## DATASET CONTENT:
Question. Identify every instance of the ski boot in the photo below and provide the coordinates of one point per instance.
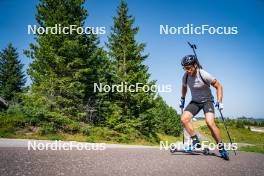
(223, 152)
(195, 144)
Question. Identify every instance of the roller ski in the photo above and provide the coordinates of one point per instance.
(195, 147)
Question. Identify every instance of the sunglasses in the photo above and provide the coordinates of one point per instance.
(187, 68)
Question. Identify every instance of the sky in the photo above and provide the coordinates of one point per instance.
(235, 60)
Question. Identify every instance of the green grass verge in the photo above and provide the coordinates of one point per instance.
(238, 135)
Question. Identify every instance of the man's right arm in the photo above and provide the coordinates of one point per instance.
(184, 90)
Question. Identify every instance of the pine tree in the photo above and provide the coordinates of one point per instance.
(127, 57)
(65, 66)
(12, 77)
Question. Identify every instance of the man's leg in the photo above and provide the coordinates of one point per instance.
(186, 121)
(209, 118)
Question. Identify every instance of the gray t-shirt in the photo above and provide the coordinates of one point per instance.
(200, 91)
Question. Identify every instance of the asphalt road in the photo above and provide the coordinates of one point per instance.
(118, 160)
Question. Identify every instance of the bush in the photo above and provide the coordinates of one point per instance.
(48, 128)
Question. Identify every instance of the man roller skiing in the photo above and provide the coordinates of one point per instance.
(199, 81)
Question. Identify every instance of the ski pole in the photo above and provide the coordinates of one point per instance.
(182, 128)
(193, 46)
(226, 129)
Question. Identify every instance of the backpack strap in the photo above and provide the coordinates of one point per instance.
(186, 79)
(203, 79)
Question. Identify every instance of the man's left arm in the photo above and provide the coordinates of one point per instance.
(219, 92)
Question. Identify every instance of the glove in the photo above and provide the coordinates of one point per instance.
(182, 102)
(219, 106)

* * *

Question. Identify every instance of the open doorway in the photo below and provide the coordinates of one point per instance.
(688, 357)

## TASK DESCRIPTION:
Return each line of the data above that contains the word "below".

## EXERCISE RESPONSE:
Question. Identify every instance of the ski boot in the photo below and provide the coordinates of one point per instance.
Question. Identify every instance of the open doorway in the photo below and provide the coordinates of one point per instance.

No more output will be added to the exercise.